- _Provided text_:
Family members of intensive care unit (ICU) patients are at risk for post–intensive care syndrome– family (PICS-F), including symptoms of anxiety, depression, and posttraumatic stress. Cognitive behavioral therapy is the first-line nonpharmacologic treatment for many psychological symptoms and has been successfully delivered by use of mobile technology for symptom self-management.
To determine the feasibility of delivering cognitive behavioral therapy through a smartphone app to family members of critically ill patients.
This was a prospective longitudinal cohort study with a consecutive sample of patients admitted to 2 adult ICUs and their family members. The control group period was followed by the intervention group period. The intervention consisted of a mobile health app preloaded on a smartphone provided to family members. The study time points were enrollment (within 5 days of ICU admission), 30 days after admission, and 60 days after admission. Study measures included demographic data, app use, satisfaction with the app, mental health self-efficacy, and measures of PICS-F symptoms.
The study sample consisted of 49 predominantly White (92%) and female (82%) family members (24 intervention, 25 control). Smartphone ownership was 88%. Completion rates for study measures were 92% in the control group and 79% in the intervention group. Family members logged in to the app a mean of 18.58 times (range 2-89) and spent a mean of 81.29 minutes (range 4.93-426.63 minutes) using the app.
The study results confirm the feasibility of implementing app-based delivery of cognitive behavioral therapy to family members of ICU patients.

- _Natural-language object grounding data_:

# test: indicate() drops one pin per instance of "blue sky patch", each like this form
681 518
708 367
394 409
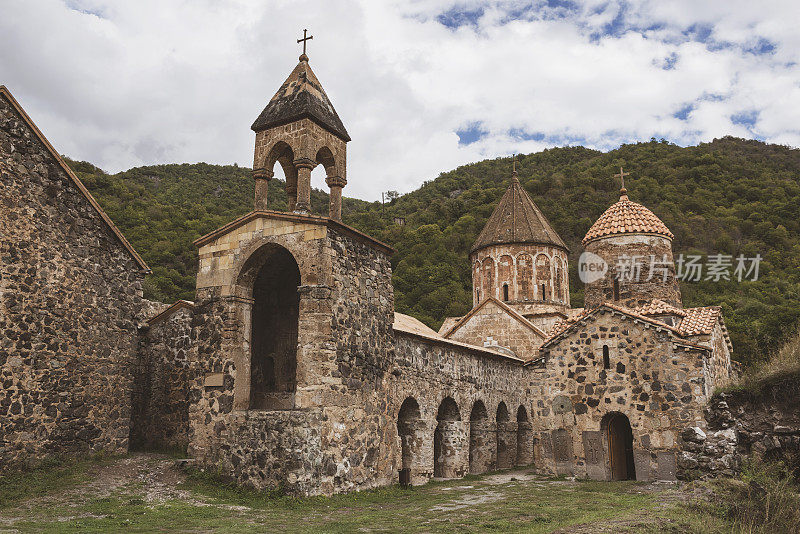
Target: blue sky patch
761 47
471 133
455 17
683 113
745 118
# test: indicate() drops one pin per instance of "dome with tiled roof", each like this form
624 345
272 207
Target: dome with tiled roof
627 217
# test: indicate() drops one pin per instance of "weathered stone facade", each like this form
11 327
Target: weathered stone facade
653 276
763 424
160 417
532 279
494 323
463 397
615 363
70 293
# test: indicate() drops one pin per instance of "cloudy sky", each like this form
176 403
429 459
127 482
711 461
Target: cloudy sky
421 85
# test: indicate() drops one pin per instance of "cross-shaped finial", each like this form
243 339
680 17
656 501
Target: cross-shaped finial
622 176
305 38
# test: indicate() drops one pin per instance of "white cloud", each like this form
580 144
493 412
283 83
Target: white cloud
135 83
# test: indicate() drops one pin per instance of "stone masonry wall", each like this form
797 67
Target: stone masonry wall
635 288
657 385
69 297
742 424
161 412
524 268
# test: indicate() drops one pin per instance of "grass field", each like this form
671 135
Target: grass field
145 493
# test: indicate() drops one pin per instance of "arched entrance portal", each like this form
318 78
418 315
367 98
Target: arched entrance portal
480 442
506 438
524 438
410 428
273 339
447 440
620 447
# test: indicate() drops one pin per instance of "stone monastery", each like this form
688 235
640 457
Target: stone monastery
291 368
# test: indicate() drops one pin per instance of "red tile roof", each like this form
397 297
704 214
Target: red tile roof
626 217
699 321
516 219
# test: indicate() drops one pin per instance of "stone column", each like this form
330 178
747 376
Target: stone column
262 177
304 167
336 183
524 443
481 447
291 187
506 445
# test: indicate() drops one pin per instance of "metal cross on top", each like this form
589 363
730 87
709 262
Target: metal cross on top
305 38
622 176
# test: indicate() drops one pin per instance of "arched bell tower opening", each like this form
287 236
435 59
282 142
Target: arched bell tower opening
619 440
273 332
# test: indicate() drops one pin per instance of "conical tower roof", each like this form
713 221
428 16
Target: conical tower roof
627 217
301 96
516 219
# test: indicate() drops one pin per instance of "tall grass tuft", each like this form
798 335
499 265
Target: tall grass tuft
784 363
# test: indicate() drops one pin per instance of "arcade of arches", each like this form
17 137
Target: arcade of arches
485 444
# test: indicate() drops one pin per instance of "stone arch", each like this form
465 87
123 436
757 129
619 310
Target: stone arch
325 158
544 277
448 439
487 277
525 281
506 438
558 284
477 282
411 430
268 379
618 444
480 439
524 437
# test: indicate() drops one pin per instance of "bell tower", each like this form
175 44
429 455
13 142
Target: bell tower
300 129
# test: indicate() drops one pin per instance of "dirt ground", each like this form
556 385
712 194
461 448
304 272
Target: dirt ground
135 492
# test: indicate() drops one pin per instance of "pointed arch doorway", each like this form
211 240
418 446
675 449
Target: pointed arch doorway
619 436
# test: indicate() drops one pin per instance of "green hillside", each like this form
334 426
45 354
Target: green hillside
731 196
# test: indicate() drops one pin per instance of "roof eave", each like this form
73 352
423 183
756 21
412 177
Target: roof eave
75 180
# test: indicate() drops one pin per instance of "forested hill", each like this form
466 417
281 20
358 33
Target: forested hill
730 196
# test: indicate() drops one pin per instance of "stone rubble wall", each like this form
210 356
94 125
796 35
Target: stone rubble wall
762 425
430 372
160 418
657 386
70 296
336 438
493 321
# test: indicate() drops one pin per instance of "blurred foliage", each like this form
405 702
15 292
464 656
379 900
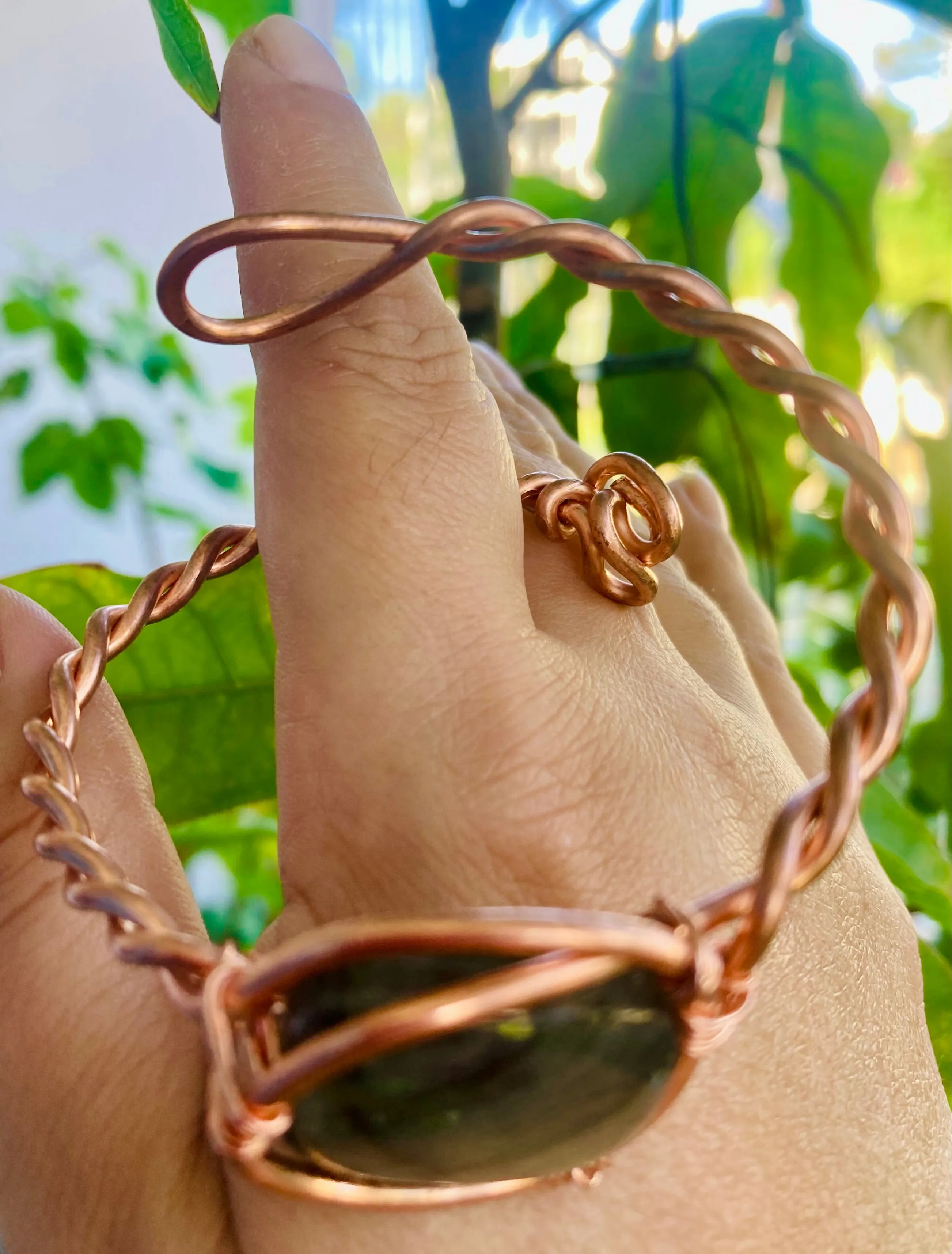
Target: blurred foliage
749 153
102 455
197 689
186 52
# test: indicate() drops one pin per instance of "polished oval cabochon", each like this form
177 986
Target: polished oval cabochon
536 1091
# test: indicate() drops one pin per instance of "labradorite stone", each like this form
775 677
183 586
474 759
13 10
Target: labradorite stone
534 1092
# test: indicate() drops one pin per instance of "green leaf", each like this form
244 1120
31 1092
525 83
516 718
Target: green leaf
557 388
23 315
556 201
937 9
71 349
653 398
811 691
835 151
897 829
224 478
186 52
930 752
15 385
238 15
49 453
88 459
727 72
197 689
534 333
936 982
243 399
919 897
912 214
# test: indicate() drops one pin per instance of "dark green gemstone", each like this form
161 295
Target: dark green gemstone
534 1092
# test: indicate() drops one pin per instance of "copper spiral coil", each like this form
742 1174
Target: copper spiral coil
710 949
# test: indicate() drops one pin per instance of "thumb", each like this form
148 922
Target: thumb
101 1075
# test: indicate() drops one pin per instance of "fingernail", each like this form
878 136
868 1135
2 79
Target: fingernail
298 56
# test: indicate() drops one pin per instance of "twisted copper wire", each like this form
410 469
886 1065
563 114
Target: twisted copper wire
894 624
142 931
877 522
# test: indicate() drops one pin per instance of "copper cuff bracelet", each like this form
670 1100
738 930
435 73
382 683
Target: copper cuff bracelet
416 1063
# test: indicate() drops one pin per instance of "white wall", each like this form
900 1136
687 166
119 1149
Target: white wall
97 140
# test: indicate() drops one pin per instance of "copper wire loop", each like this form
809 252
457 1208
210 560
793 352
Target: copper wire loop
707 951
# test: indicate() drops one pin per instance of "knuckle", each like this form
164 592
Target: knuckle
401 345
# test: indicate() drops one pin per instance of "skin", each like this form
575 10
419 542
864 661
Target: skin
461 722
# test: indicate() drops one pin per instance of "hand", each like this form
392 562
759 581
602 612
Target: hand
461 722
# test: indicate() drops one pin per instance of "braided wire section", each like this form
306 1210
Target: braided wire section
895 619
142 932
709 949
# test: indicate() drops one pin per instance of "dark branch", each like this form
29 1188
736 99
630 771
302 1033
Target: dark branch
543 77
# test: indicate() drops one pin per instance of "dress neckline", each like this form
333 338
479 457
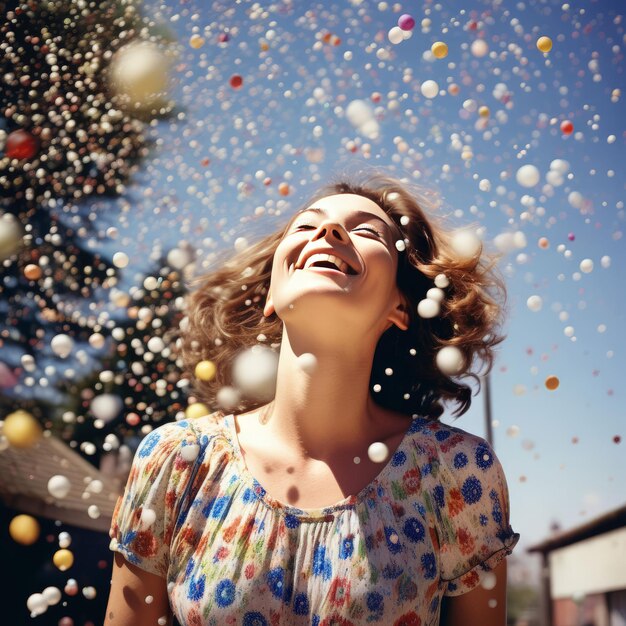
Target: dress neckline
317 514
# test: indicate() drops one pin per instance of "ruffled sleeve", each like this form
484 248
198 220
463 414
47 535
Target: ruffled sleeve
146 514
473 498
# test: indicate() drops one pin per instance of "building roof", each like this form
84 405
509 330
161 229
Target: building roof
24 476
611 520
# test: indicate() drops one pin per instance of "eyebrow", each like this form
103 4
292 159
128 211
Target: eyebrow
360 214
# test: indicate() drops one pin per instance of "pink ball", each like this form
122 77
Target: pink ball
406 22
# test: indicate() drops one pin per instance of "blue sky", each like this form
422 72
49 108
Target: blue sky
288 122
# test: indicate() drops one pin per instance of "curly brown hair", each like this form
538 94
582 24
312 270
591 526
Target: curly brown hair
225 313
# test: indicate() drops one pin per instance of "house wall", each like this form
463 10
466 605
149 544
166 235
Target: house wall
590 566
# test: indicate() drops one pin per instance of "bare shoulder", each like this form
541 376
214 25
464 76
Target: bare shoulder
137 597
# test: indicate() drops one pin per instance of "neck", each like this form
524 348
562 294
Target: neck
326 410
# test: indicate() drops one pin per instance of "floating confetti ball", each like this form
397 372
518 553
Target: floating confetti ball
139 73
62 345
205 370
439 50
59 486
24 529
586 266
254 372
20 144
527 176
543 243
236 81
196 410
544 44
395 35
21 429
479 48
106 406
32 272
406 22
308 362
63 559
429 89
450 360
552 382
466 244
196 41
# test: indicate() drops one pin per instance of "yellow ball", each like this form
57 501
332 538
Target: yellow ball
63 559
544 44
24 529
205 370
21 429
196 41
195 410
439 50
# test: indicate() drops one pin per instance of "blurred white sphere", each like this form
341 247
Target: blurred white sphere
59 486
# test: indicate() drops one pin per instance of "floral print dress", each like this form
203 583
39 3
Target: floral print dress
433 522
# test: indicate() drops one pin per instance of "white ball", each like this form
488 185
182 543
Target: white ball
428 308
307 362
442 281
450 360
59 486
254 372
120 259
586 266
429 89
527 176
466 244
62 345
52 595
37 604
534 303
227 398
378 452
156 345
436 294
139 71
106 406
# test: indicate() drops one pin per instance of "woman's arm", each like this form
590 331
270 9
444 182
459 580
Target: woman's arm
130 586
473 608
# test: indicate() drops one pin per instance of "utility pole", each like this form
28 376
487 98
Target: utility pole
487 395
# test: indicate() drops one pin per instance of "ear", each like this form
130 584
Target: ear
268 309
400 315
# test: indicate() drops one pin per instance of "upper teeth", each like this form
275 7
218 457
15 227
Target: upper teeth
342 266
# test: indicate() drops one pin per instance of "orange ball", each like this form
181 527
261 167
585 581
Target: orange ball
236 81
32 271
552 382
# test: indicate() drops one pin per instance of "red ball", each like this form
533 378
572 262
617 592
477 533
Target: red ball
21 145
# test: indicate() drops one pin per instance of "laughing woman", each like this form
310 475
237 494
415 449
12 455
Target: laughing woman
280 510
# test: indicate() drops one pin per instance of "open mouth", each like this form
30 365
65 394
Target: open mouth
328 262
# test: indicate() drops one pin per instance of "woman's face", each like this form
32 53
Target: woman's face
338 258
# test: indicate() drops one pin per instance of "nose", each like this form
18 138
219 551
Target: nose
330 230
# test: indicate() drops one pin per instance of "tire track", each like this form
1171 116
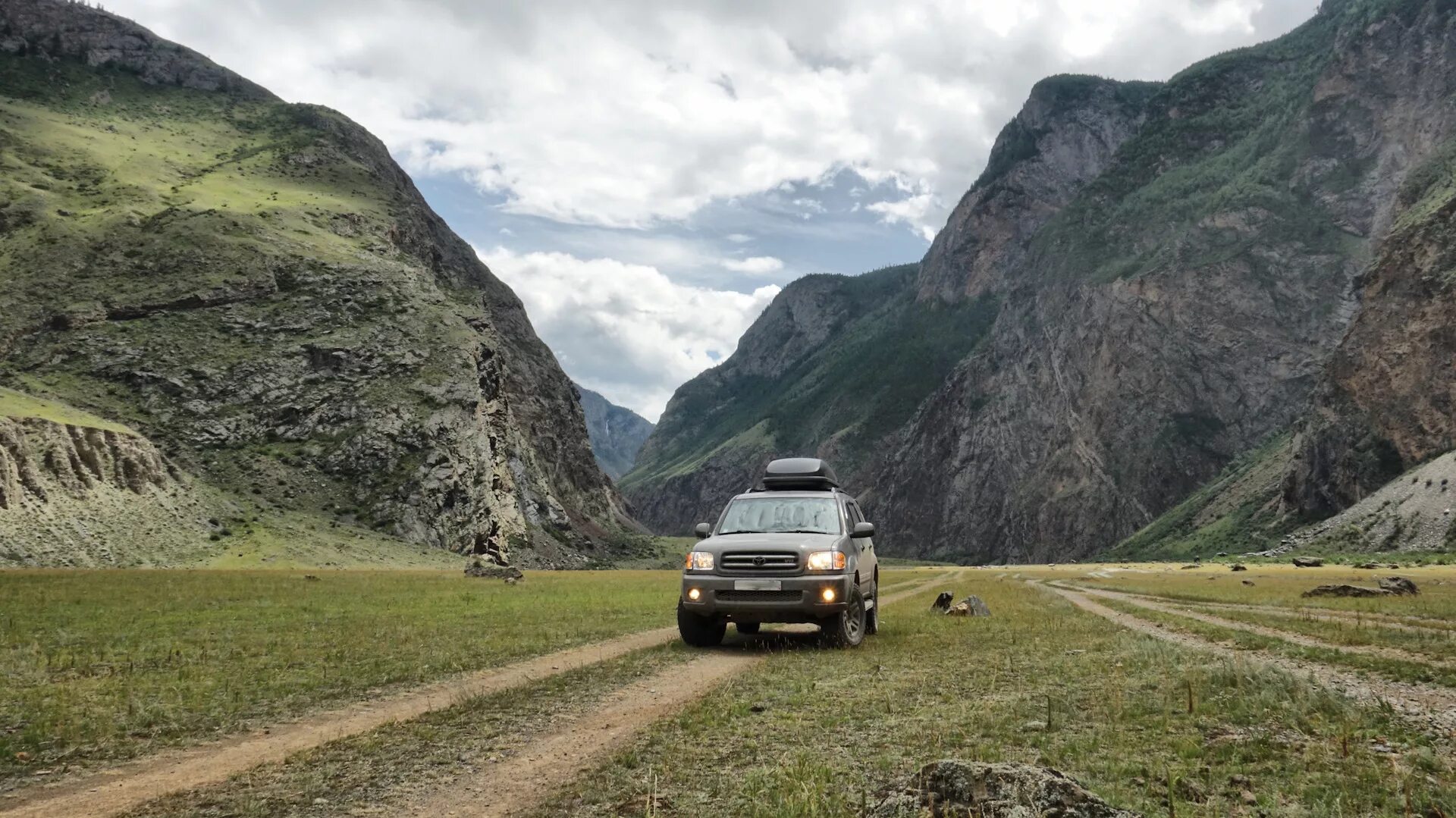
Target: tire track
1270 632
126 786
1395 622
1433 710
541 767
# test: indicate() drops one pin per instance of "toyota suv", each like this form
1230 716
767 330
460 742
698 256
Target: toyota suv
794 549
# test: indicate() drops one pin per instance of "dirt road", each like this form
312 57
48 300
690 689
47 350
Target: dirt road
538 770
126 786
1430 708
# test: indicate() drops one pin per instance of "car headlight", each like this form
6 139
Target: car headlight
826 561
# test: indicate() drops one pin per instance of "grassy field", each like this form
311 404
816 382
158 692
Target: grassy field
1147 726
1273 585
112 664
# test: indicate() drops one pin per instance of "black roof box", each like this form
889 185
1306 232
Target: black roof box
800 473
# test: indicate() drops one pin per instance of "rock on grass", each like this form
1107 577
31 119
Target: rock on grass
992 791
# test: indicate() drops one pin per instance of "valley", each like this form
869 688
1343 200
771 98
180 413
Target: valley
1159 689
302 517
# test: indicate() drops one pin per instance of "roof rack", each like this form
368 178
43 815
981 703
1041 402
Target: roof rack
800 473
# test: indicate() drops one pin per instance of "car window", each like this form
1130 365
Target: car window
780 514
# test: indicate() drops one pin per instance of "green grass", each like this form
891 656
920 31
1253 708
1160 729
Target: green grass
112 664
1439 645
1232 512
816 734
438 750
19 405
1285 585
1395 670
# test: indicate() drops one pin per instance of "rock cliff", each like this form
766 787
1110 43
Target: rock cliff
1169 268
261 290
617 433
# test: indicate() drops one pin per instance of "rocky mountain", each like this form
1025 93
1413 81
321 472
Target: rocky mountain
829 368
1171 271
617 433
261 291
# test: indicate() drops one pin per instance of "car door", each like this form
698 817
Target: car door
867 547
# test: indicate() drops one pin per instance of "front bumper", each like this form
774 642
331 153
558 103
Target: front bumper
799 599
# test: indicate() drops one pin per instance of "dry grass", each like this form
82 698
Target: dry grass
112 664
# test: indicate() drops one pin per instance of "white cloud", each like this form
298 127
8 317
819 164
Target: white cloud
910 210
622 329
755 265
634 114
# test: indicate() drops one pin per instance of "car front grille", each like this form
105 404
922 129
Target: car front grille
788 597
761 561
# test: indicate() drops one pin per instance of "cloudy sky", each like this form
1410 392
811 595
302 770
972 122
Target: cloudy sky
647 175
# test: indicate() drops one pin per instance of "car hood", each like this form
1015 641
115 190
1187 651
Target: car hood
770 542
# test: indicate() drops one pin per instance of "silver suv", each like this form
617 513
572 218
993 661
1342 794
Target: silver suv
795 549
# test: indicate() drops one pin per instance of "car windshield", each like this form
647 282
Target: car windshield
786 514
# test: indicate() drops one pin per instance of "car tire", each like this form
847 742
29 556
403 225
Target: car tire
699 631
873 615
846 629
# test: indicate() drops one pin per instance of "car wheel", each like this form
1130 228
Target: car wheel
699 631
873 615
846 629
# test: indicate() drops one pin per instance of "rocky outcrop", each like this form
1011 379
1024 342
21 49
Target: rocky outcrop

- _Task brief_: Reproduce the passage of the ICU family study abstract between "To determine the" and "of PICS-F symptoms.", inclusive.

- _Response_:
To determine the feasibility of delivering cognitive behavioral therapy through a smartphone app to family members of critically ill patients.
This was a prospective longitudinal cohort study with a consecutive sample of patients admitted to 2 adult ICUs and their family members. The control group period was followed by the intervention group period. The intervention consisted of a mobile health app preloaded on a smartphone provided to family members. The study time points were enrollment (within 5 days of ICU admission), 30 days after admission, and 60 days after admission. Study measures included demographic data, app use, satisfaction with the app, mental health self-efficacy, and measures of PICS-F symptoms.